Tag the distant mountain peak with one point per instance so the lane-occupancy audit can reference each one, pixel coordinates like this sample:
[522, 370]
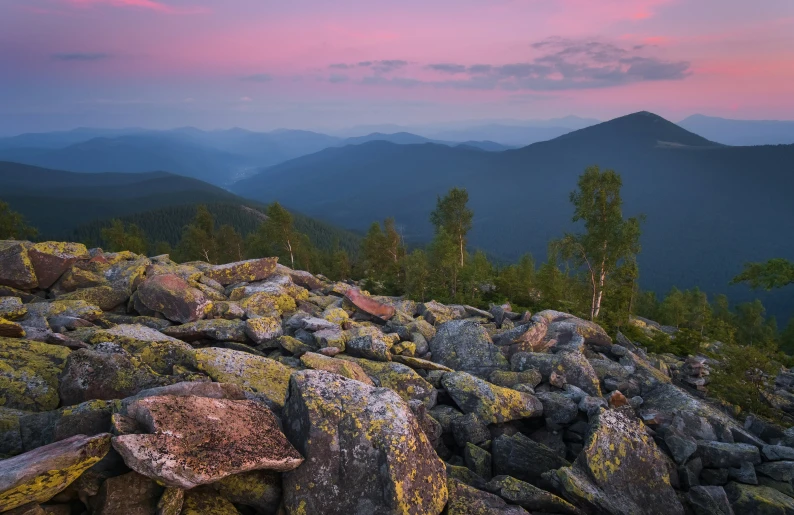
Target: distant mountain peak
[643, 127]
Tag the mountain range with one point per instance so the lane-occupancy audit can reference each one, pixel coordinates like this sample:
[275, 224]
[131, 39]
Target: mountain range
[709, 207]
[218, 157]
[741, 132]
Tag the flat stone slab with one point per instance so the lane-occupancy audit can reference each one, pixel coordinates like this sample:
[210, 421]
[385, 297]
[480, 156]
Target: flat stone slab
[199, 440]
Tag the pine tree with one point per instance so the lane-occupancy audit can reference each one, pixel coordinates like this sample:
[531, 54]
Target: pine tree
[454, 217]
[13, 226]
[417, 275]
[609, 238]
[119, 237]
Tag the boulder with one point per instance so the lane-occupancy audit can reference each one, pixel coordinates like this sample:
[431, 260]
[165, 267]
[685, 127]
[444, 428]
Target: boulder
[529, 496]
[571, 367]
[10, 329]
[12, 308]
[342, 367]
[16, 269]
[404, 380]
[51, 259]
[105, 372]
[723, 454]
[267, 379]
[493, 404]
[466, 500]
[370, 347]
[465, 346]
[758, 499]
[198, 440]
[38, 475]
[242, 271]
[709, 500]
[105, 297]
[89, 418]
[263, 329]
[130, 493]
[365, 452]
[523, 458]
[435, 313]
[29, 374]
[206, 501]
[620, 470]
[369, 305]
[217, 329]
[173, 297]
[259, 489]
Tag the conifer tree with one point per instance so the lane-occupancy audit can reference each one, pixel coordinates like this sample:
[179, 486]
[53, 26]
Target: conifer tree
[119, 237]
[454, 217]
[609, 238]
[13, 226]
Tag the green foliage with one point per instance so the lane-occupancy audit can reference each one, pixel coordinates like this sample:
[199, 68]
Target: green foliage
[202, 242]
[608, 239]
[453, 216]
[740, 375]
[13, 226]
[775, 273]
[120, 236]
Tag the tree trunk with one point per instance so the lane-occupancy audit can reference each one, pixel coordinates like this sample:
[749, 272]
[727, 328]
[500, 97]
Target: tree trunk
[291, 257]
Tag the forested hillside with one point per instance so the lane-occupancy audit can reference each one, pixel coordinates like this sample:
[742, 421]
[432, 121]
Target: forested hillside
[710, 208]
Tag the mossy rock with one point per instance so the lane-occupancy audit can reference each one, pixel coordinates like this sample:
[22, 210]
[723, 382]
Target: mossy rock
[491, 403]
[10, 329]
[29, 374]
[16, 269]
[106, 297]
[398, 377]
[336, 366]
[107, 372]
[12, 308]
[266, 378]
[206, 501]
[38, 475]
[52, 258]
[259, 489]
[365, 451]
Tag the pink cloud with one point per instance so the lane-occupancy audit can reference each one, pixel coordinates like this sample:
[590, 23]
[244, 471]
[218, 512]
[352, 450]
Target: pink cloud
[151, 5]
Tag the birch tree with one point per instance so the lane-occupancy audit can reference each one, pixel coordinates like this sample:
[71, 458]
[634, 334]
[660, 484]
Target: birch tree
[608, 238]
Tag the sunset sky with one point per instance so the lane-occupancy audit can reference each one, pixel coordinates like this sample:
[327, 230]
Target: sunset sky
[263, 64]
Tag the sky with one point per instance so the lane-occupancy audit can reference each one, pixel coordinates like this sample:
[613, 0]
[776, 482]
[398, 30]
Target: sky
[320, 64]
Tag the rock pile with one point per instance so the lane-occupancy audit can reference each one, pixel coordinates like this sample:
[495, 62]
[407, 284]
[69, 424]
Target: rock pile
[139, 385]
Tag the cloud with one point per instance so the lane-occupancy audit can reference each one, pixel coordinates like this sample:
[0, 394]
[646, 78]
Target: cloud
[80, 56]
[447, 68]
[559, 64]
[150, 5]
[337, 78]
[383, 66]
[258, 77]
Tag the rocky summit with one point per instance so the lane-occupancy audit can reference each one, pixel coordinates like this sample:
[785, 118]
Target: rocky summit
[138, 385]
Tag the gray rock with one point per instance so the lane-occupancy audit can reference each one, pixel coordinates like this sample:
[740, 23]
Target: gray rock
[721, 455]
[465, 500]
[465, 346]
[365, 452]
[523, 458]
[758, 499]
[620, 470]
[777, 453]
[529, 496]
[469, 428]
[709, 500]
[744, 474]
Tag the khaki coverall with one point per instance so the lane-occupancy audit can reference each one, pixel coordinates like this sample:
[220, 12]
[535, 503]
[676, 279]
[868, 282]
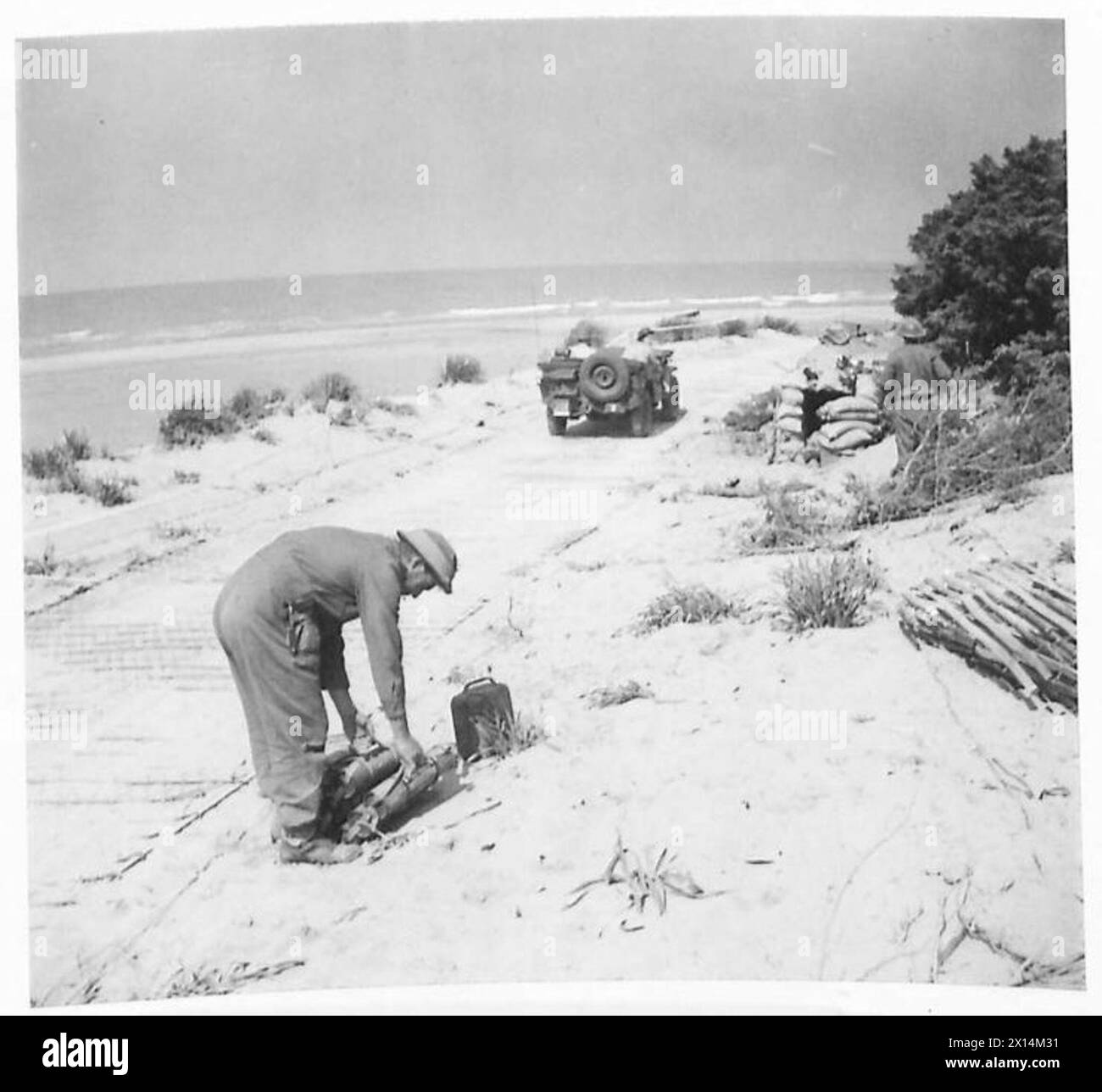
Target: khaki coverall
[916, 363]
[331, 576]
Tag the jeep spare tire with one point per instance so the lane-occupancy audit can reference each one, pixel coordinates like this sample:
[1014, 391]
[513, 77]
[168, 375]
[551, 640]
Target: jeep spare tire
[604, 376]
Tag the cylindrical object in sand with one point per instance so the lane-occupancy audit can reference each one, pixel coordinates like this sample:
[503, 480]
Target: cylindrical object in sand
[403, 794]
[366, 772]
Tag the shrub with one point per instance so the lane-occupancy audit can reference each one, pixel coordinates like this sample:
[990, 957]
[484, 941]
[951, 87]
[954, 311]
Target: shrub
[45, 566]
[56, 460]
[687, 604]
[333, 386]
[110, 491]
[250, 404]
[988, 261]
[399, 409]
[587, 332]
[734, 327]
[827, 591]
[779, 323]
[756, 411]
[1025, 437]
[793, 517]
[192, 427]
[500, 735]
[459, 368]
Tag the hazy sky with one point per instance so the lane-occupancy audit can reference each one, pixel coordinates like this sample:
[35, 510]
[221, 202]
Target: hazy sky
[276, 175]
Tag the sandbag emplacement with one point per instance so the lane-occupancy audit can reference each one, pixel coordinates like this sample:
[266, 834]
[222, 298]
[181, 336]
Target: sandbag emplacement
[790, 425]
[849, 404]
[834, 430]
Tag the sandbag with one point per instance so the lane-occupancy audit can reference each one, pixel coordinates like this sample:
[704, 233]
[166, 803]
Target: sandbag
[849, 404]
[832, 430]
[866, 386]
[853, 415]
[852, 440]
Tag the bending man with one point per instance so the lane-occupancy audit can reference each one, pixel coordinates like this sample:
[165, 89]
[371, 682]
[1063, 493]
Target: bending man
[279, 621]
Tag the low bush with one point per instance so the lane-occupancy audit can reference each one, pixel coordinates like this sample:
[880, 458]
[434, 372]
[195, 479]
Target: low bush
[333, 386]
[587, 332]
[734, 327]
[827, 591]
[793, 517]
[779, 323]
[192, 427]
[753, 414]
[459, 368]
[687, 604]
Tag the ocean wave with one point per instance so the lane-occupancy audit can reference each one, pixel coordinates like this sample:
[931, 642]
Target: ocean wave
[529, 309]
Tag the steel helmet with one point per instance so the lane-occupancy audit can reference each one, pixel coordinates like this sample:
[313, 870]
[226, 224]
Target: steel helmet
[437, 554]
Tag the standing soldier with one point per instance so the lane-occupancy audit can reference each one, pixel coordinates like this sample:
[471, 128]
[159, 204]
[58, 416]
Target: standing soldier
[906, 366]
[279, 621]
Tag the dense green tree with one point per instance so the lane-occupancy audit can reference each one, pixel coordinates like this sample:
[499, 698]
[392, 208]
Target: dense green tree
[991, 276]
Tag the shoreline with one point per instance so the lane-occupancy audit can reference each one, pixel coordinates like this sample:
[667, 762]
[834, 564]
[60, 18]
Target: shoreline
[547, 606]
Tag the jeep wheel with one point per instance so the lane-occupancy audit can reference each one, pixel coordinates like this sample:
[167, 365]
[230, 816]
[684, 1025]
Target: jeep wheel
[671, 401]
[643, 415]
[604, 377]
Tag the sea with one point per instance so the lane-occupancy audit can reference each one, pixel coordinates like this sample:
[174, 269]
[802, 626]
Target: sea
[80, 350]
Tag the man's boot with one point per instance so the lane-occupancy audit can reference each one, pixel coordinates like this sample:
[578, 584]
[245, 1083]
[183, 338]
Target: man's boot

**JOB**
Starting at the line that contains "Tag the sandbag with", repeat each line exactly through the last one in the listing. Include both of those lines and nothing more.

**OUTPUT FOR THIS EXERCISE**
Tag the sandbag with one point per instance so the lane-occupancy audit can reference each one, pixel coordinates like this sample:
[704, 233]
[166, 803]
Target: sandbag
[849, 404]
[832, 430]
[866, 386]
[853, 415]
[852, 440]
Tag the bending man with one point per instance so the lane-occupancy audit can reference each one, pixel coordinates like this sample:
[165, 89]
[371, 682]
[1063, 493]
Target: bending man
[279, 621]
Tag the low bush with one point per instance so the lane-occupancy audit can reference each one, pixel coordinates like this sample:
[880, 458]
[434, 372]
[195, 479]
Target: low bush
[333, 386]
[587, 332]
[734, 327]
[827, 591]
[793, 517]
[779, 323]
[192, 427]
[753, 414]
[459, 368]
[687, 604]
Tag the ocean wave with one point per instance so the lane-occupancy audit can reference each one, pixel coordinates like this sample:
[931, 642]
Target: ocean wave
[529, 309]
Tag the steel helmet with one point per instance so the lane-occupancy audit can reference each one, pixel coordinates like this sample:
[313, 870]
[226, 224]
Target: steel helmet
[437, 554]
Tag the standing soldier with one point per instance so the lane-occupancy audit can reference each one, pixel coordinates like this sample:
[471, 128]
[159, 204]
[58, 416]
Target: standing soldier
[906, 366]
[279, 621]
Tag the dense green tree with one point per instance so the lane-occupancy audit can reference each one, pixel coordinates like this sample:
[499, 698]
[392, 208]
Target: dense green tree
[991, 276]
Tag the shoreline with one point per instance so the lane-occupancy audit can reference each one, pixel coordinates like this sample:
[667, 762]
[834, 564]
[60, 18]
Target: shoreline
[547, 606]
Tag the jeep wheel with one point per instance so the lane-occupancy audit can reference each one, pixel coordinates like this sample:
[167, 365]
[230, 816]
[684, 1025]
Target: jeep wheel
[671, 401]
[643, 415]
[604, 377]
Tag the sea with one point per instance so the lane-occupancy audit can reference each one, pixel coordinates like this sample:
[174, 269]
[802, 626]
Target: sea
[80, 350]
Tag the man's boot with one point per instance so the lane-occupancy audit can reference each one, pixel coordinates like this sample:
[578, 584]
[245, 1083]
[183, 338]
Target: man's boot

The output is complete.